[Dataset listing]

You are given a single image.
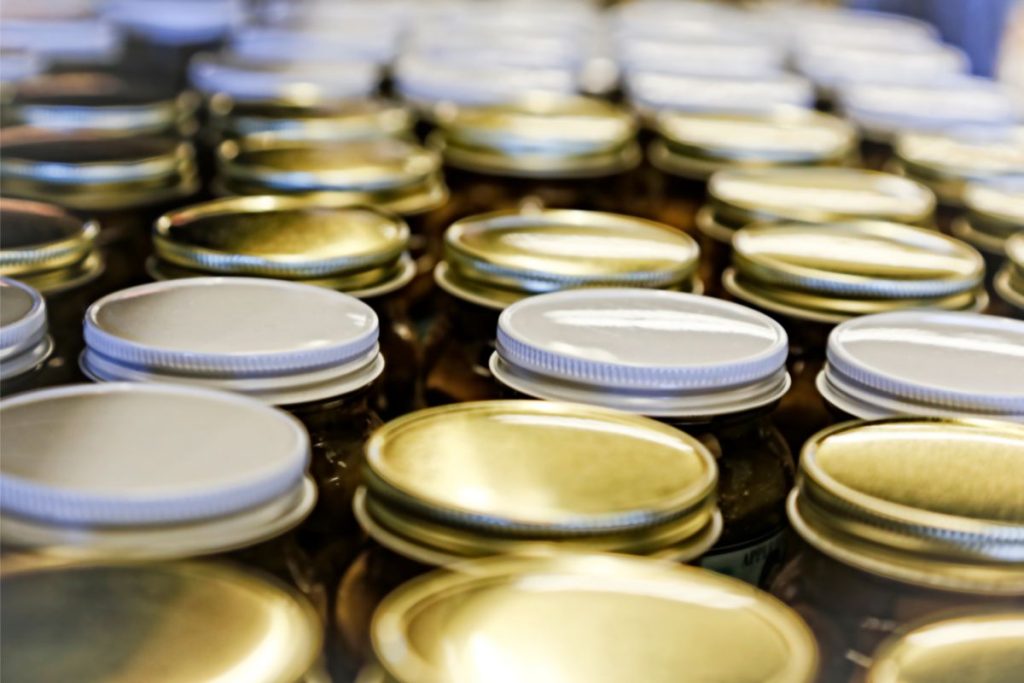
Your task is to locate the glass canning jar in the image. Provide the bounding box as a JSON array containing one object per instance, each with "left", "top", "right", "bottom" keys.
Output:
[
  {"left": 425, "top": 209, "right": 701, "bottom": 405},
  {"left": 772, "top": 419, "right": 1024, "bottom": 681},
  {"left": 147, "top": 196, "right": 422, "bottom": 417},
  {"left": 695, "top": 167, "right": 935, "bottom": 292},
  {"left": 816, "top": 310, "right": 1024, "bottom": 422},
  {"left": 0, "top": 562, "right": 327, "bottom": 683},
  {"left": 335, "top": 400, "right": 722, "bottom": 671},
  {"left": 360, "top": 554, "right": 817, "bottom": 683},
  {"left": 490, "top": 289, "right": 794, "bottom": 584},
  {"left": 722, "top": 221, "right": 988, "bottom": 453},
  {"left": 0, "top": 384, "right": 326, "bottom": 609}
]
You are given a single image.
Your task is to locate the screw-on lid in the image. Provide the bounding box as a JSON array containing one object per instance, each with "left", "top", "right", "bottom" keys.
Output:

▸ EXERCISE DETAILS
Reproduce the listing above line for line, leaving out the pictures.

▸ CORRECT OUTPUT
You are given a single image.
Your task is to locate the glass canning jar in the image. Provide the bounding box as a JSON array containing one object per instance, each with "left", "top", "right", "bottom" keys.
Output:
[
  {"left": 425, "top": 209, "right": 701, "bottom": 405},
  {"left": 772, "top": 419, "right": 1024, "bottom": 681},
  {"left": 147, "top": 196, "right": 422, "bottom": 417},
  {"left": 695, "top": 167, "right": 935, "bottom": 292},
  {"left": 816, "top": 310, "right": 1024, "bottom": 422},
  {"left": 0, "top": 562, "right": 327, "bottom": 683},
  {"left": 335, "top": 400, "right": 722, "bottom": 671},
  {"left": 360, "top": 554, "right": 817, "bottom": 683},
  {"left": 490, "top": 289, "right": 794, "bottom": 584},
  {"left": 722, "top": 221, "right": 988, "bottom": 453},
  {"left": 0, "top": 384, "right": 326, "bottom": 609}
]
You are given a single image.
Your task is to locate the screw-on lid in the image. Provide the bounding box as a JSON array containing one object per instance, each with "left", "top", "right", "bottom" keys.
Output:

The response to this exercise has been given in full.